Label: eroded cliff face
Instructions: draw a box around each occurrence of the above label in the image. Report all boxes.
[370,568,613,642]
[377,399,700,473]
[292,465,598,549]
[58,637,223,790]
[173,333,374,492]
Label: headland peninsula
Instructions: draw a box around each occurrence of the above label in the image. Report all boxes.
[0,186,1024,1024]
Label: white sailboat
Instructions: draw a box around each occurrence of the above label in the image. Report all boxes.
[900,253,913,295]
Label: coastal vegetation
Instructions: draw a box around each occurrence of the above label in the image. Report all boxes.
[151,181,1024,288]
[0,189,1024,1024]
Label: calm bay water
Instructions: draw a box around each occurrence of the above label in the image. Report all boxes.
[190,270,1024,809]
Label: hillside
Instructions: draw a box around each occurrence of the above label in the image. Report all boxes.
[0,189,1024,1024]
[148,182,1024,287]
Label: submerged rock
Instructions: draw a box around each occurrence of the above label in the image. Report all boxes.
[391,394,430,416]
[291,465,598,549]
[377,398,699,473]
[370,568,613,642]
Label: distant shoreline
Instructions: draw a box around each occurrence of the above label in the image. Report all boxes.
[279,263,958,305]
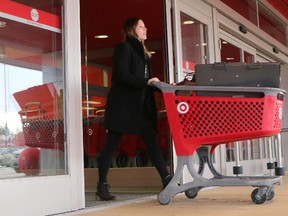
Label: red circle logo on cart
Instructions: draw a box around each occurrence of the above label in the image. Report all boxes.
[177,102,189,114]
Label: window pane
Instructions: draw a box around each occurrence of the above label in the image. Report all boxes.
[181,12,208,72]
[220,39,241,62]
[0,0,66,178]
[259,4,287,46]
[221,0,258,25]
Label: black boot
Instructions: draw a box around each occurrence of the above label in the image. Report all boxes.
[96,182,115,201]
[162,175,172,189]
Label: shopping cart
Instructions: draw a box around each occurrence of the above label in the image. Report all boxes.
[154,82,286,205]
[13,83,64,150]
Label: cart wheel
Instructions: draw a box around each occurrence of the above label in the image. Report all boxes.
[185,188,199,199]
[158,194,171,205]
[251,188,267,204]
[267,190,275,201]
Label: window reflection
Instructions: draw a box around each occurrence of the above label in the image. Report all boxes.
[0,0,66,178]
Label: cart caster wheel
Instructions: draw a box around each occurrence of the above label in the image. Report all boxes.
[185,188,199,199]
[158,195,171,205]
[267,190,275,201]
[251,188,267,204]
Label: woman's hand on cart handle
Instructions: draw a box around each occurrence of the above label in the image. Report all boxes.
[148,77,160,86]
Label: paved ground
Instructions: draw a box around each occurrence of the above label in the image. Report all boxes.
[65,176,288,216]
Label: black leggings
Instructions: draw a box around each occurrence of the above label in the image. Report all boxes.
[98,114,169,183]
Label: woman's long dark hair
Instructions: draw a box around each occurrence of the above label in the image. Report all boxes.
[123,17,151,58]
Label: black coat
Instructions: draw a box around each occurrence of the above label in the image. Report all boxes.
[105,37,157,134]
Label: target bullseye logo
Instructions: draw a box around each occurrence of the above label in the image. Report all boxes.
[177,102,189,114]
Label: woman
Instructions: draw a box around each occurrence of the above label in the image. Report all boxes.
[96,18,172,200]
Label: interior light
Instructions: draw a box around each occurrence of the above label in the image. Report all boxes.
[183,20,194,25]
[0,21,7,28]
[94,35,108,39]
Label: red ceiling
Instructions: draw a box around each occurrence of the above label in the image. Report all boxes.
[267,0,288,19]
[0,0,288,67]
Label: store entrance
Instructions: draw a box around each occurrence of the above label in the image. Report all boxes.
[80,0,170,196]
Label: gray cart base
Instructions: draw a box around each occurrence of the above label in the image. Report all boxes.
[158,146,282,205]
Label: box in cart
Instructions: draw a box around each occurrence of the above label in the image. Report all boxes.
[195,63,281,88]
[195,63,281,97]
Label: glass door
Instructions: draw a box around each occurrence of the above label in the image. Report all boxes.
[80,0,170,193]
[0,0,84,215]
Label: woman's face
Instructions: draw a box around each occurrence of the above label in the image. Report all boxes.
[135,20,147,41]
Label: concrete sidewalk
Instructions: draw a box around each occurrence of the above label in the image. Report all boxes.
[65,176,288,216]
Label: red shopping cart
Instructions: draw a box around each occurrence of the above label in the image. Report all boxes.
[13,83,64,150]
[155,82,286,205]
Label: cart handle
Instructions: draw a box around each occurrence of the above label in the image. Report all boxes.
[152,82,286,97]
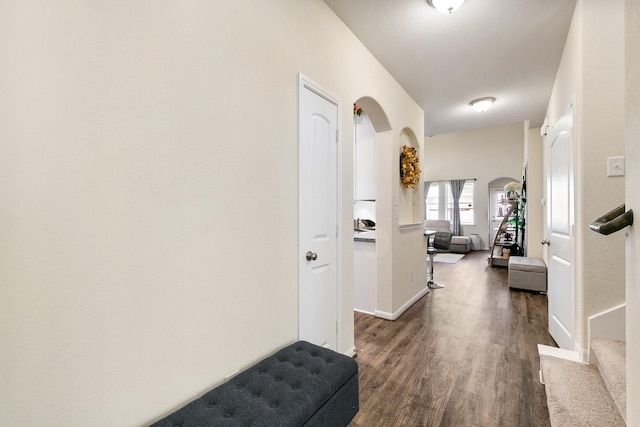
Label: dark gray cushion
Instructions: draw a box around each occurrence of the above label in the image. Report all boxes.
[153,341,358,427]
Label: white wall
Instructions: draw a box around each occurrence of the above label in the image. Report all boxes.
[625,0,640,426]
[423,123,524,249]
[0,0,423,426]
[546,0,625,349]
[525,127,544,258]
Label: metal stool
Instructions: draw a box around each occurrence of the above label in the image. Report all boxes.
[427,231,453,289]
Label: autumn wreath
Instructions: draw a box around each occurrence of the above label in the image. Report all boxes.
[400,145,421,188]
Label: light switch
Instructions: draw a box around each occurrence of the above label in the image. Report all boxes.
[607,156,624,176]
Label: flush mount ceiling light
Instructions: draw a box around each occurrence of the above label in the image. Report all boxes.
[427,0,464,13]
[469,96,496,113]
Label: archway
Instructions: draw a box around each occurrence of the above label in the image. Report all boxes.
[353,96,393,315]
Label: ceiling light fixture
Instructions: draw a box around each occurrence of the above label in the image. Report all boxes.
[427,0,464,13]
[469,96,496,113]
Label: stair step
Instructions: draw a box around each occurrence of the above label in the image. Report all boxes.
[540,355,625,427]
[591,338,627,422]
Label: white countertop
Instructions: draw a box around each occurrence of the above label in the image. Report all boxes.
[353,230,376,242]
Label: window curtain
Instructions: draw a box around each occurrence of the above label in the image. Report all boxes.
[449,179,466,236]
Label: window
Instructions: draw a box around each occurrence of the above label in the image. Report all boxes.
[425,180,475,225]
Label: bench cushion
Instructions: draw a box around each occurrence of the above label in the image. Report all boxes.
[509,256,547,273]
[509,256,547,292]
[153,341,359,427]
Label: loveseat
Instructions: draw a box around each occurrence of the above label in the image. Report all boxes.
[424,219,471,254]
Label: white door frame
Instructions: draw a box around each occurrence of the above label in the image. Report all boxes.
[298,74,343,350]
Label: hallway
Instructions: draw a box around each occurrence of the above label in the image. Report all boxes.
[350,251,555,427]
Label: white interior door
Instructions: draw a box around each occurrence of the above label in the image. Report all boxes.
[545,108,576,351]
[299,78,338,350]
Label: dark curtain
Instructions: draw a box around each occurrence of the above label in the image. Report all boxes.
[449,179,466,236]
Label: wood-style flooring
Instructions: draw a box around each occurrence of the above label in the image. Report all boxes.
[350,251,555,427]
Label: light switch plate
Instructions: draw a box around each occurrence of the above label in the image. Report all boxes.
[607,156,624,176]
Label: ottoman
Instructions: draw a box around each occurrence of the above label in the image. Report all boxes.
[509,256,547,292]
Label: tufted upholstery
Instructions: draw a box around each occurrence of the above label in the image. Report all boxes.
[153,341,359,427]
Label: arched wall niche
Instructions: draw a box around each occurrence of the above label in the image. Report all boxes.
[353,96,397,315]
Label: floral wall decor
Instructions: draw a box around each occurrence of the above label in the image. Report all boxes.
[400,145,421,188]
[504,181,522,199]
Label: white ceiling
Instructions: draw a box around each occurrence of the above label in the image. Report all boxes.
[324,0,576,135]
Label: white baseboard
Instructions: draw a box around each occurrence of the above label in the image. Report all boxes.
[374,287,429,320]
[588,304,627,341]
[353,308,376,316]
[538,344,583,363]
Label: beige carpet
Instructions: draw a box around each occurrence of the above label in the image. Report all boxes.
[540,355,625,427]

-*-*-

Copy out all of the records above word for word, but leave the pictures out.

Label: eroded cliff face
Instructions: draw a box around each occurrence of the above label in the image. Report all boxes.
[370,568,613,642]
[377,399,700,473]
[292,465,598,549]
[58,637,223,790]
[173,333,374,492]
Label: headland peninsula
Instructions: draw a box around each occurrence of the above label in the image. Report all boxes.
[0,186,1024,1024]
Label: white sailboat
Instructions: draw a box around each occurrence of the above label in the image. Report all boxes.
[900,253,913,295]
Label: coastal vegetation
Instructions: draw a box around each occurrence of the above label in the image. Report all boxes.
[151,181,1024,288]
[0,189,1024,1024]
Label: calm bay water
Instructions: draw a box around each occurrence of the above label in the image. Report all boxes.
[190,270,1024,809]
Label: hillside
Instructions: draw a box around each occurrence of the above label in the image. Report all boxes.
[0,189,1024,1024]
[148,182,1024,287]
Label: submerged rock
Instructions: draw a box around each occurrence of the above label in the image. Report all boxes.
[391,394,430,416]
[291,465,598,549]
[377,398,699,473]
[370,568,613,642]
Label: distant shoreline
Instructions: draw a box around each occurrence of the above label in the image. Report all boxes.
[279,263,958,305]
Label: red circle logo on cart
Instructions: draw a box around each occurrence of the above label in the image. Report all boxes.
[177,102,189,114]
Label: window pane
Instructions: draw a box around each occurrence of the above label in the image. Report all boxes.
[181,12,208,72]
[220,39,241,62]
[0,0,66,178]
[259,4,287,46]
[221,0,258,25]
Label: black boot
Instructions: draw a box around each occurrence of the above label in the image. Report all boxes.
[96,182,115,201]
[162,175,172,189]
Label: shopping cart
Instructions: draw a box around each occurrence of the above label in the image. Report all boxes.
[154,82,286,205]
[13,83,64,150]
Label: cart wheel
Instructions: draw a box around each occurrence of the above label in the image. Report all boxes.
[185,188,199,199]
[158,194,171,205]
[251,188,267,204]
[267,190,275,201]
Label: window reflection
Instructions: draw a box around each occurrence of the above label in the image. Report all boxes.
[0,0,66,178]
Label: cart caster wheel
Instructions: draw a box around each occurrence of the above label in the image. Report all boxes.
[185,188,199,199]
[158,195,171,205]
[267,190,275,201]
[251,188,267,204]
Label: woman's hand on cart handle
Instructions: draw a box around each occurrence of the above label in the image. Report all boxes.
[148,77,160,86]
Label: paved ground
Instructions: draw a box around each occurrence of the above label in the image. Report all boxes.
[65,176,288,216]
Label: black leggings
Instructions: draw a box around each occurrence of the above label in the image. Report all boxes.
[98,114,169,183]
Label: woman's long dark hair
Instructions: draw a box around each occurrence of the above label in the image. Report all boxes.
[123,17,151,58]
Label: black coat
Instructions: draw a box around each occurrence of the above label in the image. Report all boxes.
[105,37,157,134]
Label: target bullseye logo
Instructions: draw a box around each occurrence of the above label in the image. Report all boxes.
[177,102,189,114]
Label: woman
Instructions: draw a box around each occurrence of the above label in the image. Report all boxes.
[96,18,172,200]
Label: interior light
Instructions: draw a box around each occurrence of the above label in the image. Report all boxes.
[183,20,194,25]
[0,21,7,28]
[94,35,108,39]
Label: red ceiling
Instructions: draw a box around each occurrence of the above label in the image. Report all boxes.
[267,0,288,19]
[0,0,288,67]
Label: store entrance
Instructions: draw a box around each occurrence of the above label in the image. Report all boxes.
[80,0,170,196]
Label: gray cart base
Instructions: draw a box around each occurrence of the above label in the image. Report all boxes.
[158,146,282,205]
Label: box in cart
Instructions: draw a box around each occurrence of the above label in the image. Report all boxes.
[195,63,281,88]
[195,63,281,97]
Label: glass door
Instructions: draw a box around each occurrence of the above label in the image. Report all boxes.
[80,0,170,193]
[0,0,84,215]
Label: woman's face
Instructions: draw a box around each occurrence of the above label in the image. Report all boxes.
[135,20,147,41]
Label: concrete sidewalk
Instructions: draw a box around each occurrence of the above label in the image. Report all boxes.
[65,176,288,216]
Label: red shopping cart
Instructions: draw a box around each occurrence of the above label in the image. Report all boxes.
[13,83,64,150]
[155,82,286,205]
Label: cart handle
Instructions: draw a box around each occurrence of the above label in the image. Report all boxes.
[152,82,286,97]
Label: dark gray cushion
Instructions: draw a box around each occurrence of the above label in the image. Report all boxes.
[153,341,358,427]
Label: white wall
Instructions: draw a box around each occurrence of the above label in the image. Report all boxes.
[625,0,640,426]
[423,123,524,249]
[0,0,423,426]
[546,0,625,349]
[525,127,544,258]
Label: metal stool
Instructions: draw a box around each occurrence of the above label in the image. Report all boxes.
[427,231,453,289]
Label: autumn wreath
Instructions: draw a box around each occurrence of the above label in the image. Report all boxes.
[400,145,421,188]
Label: light switch
Instructions: draw a box around each occurrence of the above label in the image. Report all boxes.
[607,156,624,176]
Label: flush mount ceiling light
Instructions: draw a box around each occurrence of the above label in the image. Report all boxes.
[427,0,464,13]
[469,96,496,113]
Label: archway
Instructions: draw a box around each occurrence of the above label in the image. Report all boxes.
[353,96,393,315]
Label: ceiling light fixture
Instructions: draw a box around each occurrence of the above label in the image. Report all boxes.
[427,0,464,13]
[469,96,496,113]
Label: stair step
Instructions: draw a box around each occurrence of the above label in the image. Report all boxes.
[540,355,625,427]
[591,338,627,422]
Label: white countertop
Instructions: draw a box around each occurrence of the above label in the image. Report all boxes.
[353,230,376,242]
Label: window curtain
Instructions: draw a box around each occurrence of the above label in the image. Report all boxes.
[449,179,466,236]
Label: window
Instructions: draw a box around each occurrence of the above label in the image. Report all boxes.
[425,180,475,225]
Label: bench cushion
Instructions: draw a box around each occurrence of the above label in the image. Report all boxes.
[509,256,547,273]
[509,256,547,292]
[153,341,359,427]
Label: loveseat
Instructions: draw a box around each occurrence of the above label in the image. Report all boxes.
[424,219,471,254]
Label: white door frame
Instructions: draw a box around each occurrence of the above label in the image. Report all boxes.
[298,74,343,350]
Label: hallway
Instructions: draw a box around each occurrence of the above label in the image. Report all boxes.
[350,251,555,427]
Label: white interior door
Instructions: draw a box around each occurrence of the above label in the image. Report all boxes.
[545,108,576,351]
[299,78,338,350]
Label: dark curtain
Instructions: draw a box around each occurrence of the above label in the image. Report all boxes.
[449,179,466,236]
Label: wood-style flooring
Instructions: draw a box around each occurrence of the above label in the image. Report all boxes.
[350,251,555,427]
Label: light switch plate
Instructions: draw a box around each occurrence of the above label in the image. Report all boxes.
[607,156,624,176]
Label: ottoman
Instructions: draw a box around each occurrence of the above label in the image. Report all boxes.
[509,256,547,292]
Label: tufted upholstery
Instructions: draw a box around each occurrence of the above label in the image. Report all boxes.
[153,341,359,427]
Label: arched wall niche
Instructions: draw a box around each occurrence of the above label in the image. Report all boxes.
[353,96,397,315]
Label: floral wall decor
Instructions: draw a box around each occurrence of the above label in the image. Report all boxes.
[400,145,421,188]
[504,181,522,199]
Label: white ceiling
Instructions: draw a box around each occurrence of the above label in the image. Report all boxes.
[324,0,576,135]
Label: white baseboard
Instructions: draw a box around each occurrence of the above label in the image. Report all boxes.
[374,287,429,320]
[588,304,627,341]
[353,308,376,316]
[538,344,583,363]
Label: beige carpet
Instructions: draw a box around each occurrence of the above label in the image. Report all boxes.
[540,355,625,427]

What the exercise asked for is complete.